My 93 yo mom has decided she can’t walk again. She had a minor fall on Thanksgiving day. I helped her up. She said she wasn’t hurt and everything was normal for a couple of days.
Then I had a relative assist her with a shower while I ran to the store. When I got back in an hour, they had my mom in bed at 8:00 and feeding her soup.
She stayed in bed until the next evening and since then hasn’t been able to walk by herself.
She had missed a meal and got nauseous. Then for days she wouldn’t eat enough to settle her stomach and had bouts of vomiting. She’s eating well again now, but that weakened her even more.
After that long in bed I’m sure she was stiff and now that she hasn’t been moving around she really is weak.
A couple of random days, she’s gotten to the toilet by herself, just to wake up the next day totally disabled. Now she’s having me push her while seated on her rollater to the living room and back. Going to the toilet just twice a day.
This time I’m trying to be patient with her completely instead of trying to convince her to get up and try to move around. When she’s attempting to standI stay near her but all it takes is my hand on her back and she’s doing all the work. I’m not even supporting her, just reassuring her but she thinks she can’t do it. Then she apologizes for being too heavy. She breaks my heart.
I know she needs to be getting up or at least exercising but she won’t do it and it makes it worse if I lose my temper. She won’t let me try to lift her because she’s afraid she’ll hurt me, and she’s afraid of falling,
She has doctor appt. next week and I fear what he and my sister may conclude. Hopefully we’ll get in-home therapy again. I did take a urine sample down to rule out a uti.
This is not the first time but I fear it could lead to her decline. I don’t know what to do if I can’t make her try.
charlotte
I left it at “We’ll let the therapists assess her and see how many visits she needs.”
She needs a refresher course on how to navigate when she can barely walk and I need to find out what I should expect from her at this stage. Also, what I can do to help her. I’ve been letting her go at her own pace but we take two steps forward then go three steps back.
Attitude is everything and she’s sure come around in the last two days.
Thank you all again.
charlotte
So glad the doctor has ordered another round of home health.
Best wishes to you and your family.
I feel so much better, frustration relieved and not scared at all. No matter what happens, maybe big changes, I can cope and go forward continuing to support my mom through it.

______

Description of the task:
Which sentences in the post about the 93-year-old mother begin with the word "Then"? Quote each one. None of the data is needed.

Raw data:
______

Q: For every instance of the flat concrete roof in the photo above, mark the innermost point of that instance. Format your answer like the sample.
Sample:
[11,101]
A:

______

Expected output:
- "Then I had a relative assist her with a shower while I ran to the store."
- "Then for days she wouldn't eat enough to settle her stomach and had bouts of vomiting."
- "Then she apologizes for being too heavy."